Point placement records
======

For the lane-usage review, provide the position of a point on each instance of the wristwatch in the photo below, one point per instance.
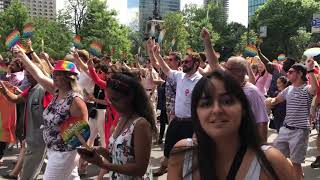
(311, 71)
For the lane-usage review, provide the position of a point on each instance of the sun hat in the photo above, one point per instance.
(66, 66)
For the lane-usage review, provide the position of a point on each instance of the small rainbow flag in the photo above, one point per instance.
(95, 48)
(72, 126)
(3, 68)
(189, 50)
(12, 39)
(161, 36)
(250, 51)
(282, 57)
(173, 42)
(77, 41)
(27, 30)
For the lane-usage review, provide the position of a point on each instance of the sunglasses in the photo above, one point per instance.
(291, 71)
(186, 61)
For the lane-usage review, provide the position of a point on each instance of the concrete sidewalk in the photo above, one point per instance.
(157, 152)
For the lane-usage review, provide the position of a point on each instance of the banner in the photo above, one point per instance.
(7, 120)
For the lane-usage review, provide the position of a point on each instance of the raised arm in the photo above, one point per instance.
(9, 95)
(163, 65)
(94, 76)
(153, 60)
(265, 61)
(34, 70)
(210, 53)
(313, 80)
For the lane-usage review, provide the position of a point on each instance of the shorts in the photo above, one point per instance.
(293, 143)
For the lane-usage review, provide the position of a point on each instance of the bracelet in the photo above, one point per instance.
(311, 71)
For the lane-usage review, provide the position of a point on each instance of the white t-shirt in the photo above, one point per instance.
(184, 90)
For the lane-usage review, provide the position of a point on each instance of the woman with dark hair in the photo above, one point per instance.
(228, 144)
(130, 143)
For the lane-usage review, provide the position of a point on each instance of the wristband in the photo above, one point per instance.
(311, 71)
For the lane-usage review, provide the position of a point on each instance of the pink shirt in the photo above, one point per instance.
(263, 82)
(256, 101)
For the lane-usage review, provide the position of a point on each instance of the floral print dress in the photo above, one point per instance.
(122, 152)
(56, 112)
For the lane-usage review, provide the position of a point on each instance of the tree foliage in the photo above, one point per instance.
(101, 24)
(174, 24)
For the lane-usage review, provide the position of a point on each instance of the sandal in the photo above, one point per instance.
(161, 171)
(8, 176)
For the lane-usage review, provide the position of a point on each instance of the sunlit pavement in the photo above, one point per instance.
(157, 152)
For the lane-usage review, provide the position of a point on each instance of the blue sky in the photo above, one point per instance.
(128, 9)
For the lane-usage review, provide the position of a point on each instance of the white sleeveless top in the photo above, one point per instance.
(253, 172)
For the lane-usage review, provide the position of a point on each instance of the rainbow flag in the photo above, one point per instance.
(189, 50)
(70, 127)
(7, 120)
(12, 39)
(173, 42)
(77, 41)
(95, 48)
(3, 68)
(282, 57)
(250, 51)
(161, 36)
(27, 30)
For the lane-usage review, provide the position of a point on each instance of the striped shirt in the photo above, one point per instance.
(298, 106)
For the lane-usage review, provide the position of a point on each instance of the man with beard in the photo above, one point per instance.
(36, 100)
(276, 70)
(181, 125)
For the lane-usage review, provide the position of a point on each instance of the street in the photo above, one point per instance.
(157, 152)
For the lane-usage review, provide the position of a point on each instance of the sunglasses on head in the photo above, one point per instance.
(291, 71)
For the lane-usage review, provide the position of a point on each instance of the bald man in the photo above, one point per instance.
(238, 69)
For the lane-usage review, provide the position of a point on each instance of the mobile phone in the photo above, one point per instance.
(85, 151)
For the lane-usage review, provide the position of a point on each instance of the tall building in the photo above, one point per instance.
(253, 5)
(146, 8)
(225, 4)
(36, 8)
(4, 4)
(41, 8)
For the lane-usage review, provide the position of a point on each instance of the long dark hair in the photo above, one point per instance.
(127, 84)
(247, 132)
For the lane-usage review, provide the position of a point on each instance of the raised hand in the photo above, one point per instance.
(309, 64)
(150, 44)
(90, 63)
(205, 35)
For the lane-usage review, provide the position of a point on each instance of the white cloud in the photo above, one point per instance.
(238, 11)
(184, 2)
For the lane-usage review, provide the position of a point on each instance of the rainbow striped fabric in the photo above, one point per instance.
(68, 66)
(173, 42)
(27, 30)
(77, 41)
(12, 39)
(250, 51)
(3, 68)
(70, 127)
(95, 48)
(281, 57)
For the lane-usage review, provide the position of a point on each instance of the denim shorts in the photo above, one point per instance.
(293, 143)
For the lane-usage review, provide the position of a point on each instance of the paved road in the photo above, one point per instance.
(157, 151)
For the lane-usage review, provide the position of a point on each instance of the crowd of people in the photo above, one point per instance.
(217, 114)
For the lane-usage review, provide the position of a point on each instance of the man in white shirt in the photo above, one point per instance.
(181, 125)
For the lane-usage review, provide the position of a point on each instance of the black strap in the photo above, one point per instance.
(236, 163)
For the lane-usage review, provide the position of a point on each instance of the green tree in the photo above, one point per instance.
(283, 19)
(14, 17)
(174, 23)
(101, 24)
(56, 36)
(227, 44)
(244, 39)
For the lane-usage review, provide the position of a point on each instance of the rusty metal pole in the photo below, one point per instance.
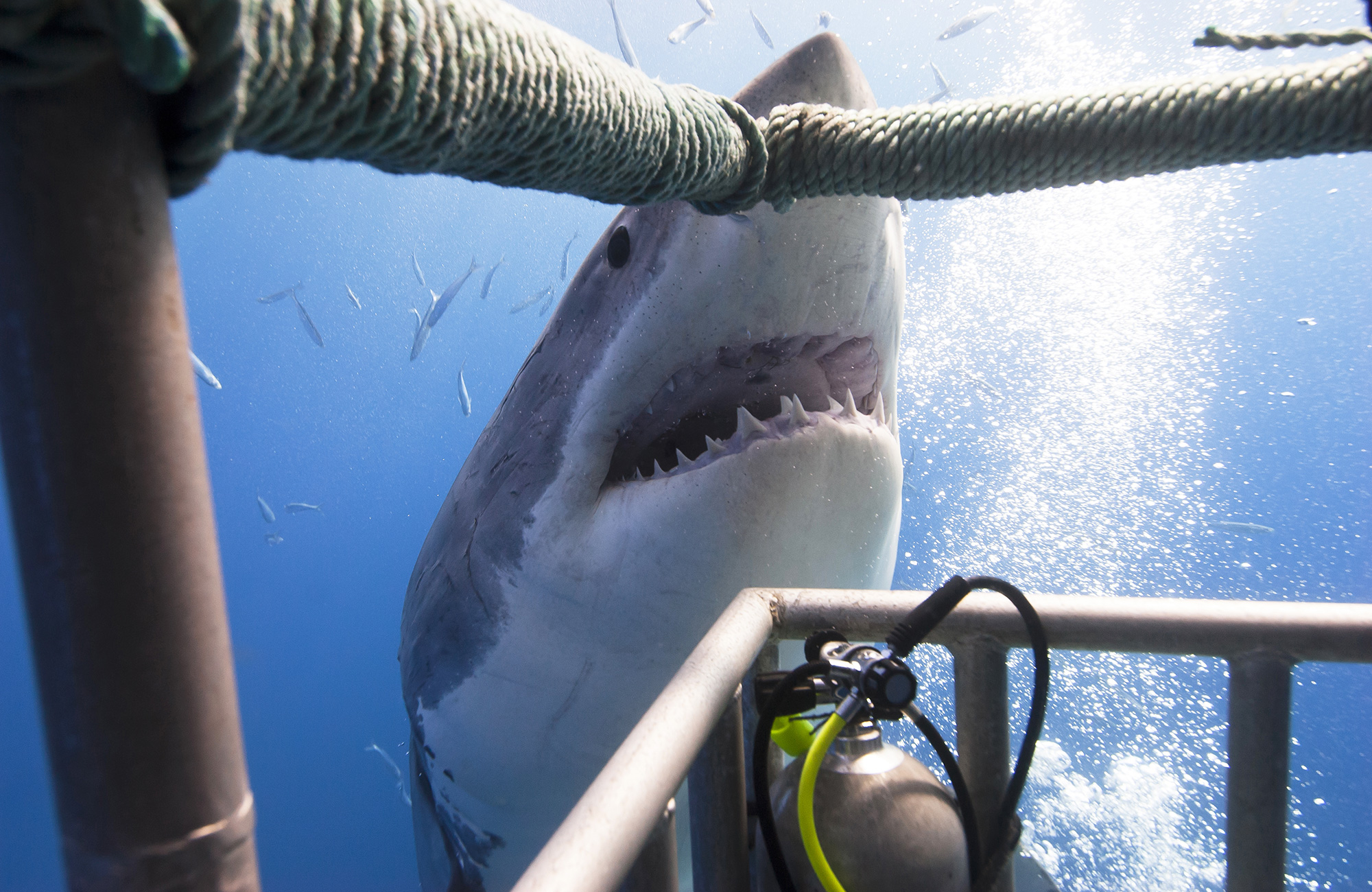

======

Please pull out every line above that contains the word "dark".

# Response
For the lane-usage review, provide the position of a point on each instance of the woman with dark hair in the photo above, one point per instance.
For the lane-usage review, provide the position of a point on each instance of the long dark hair in the photo above, one point per instance.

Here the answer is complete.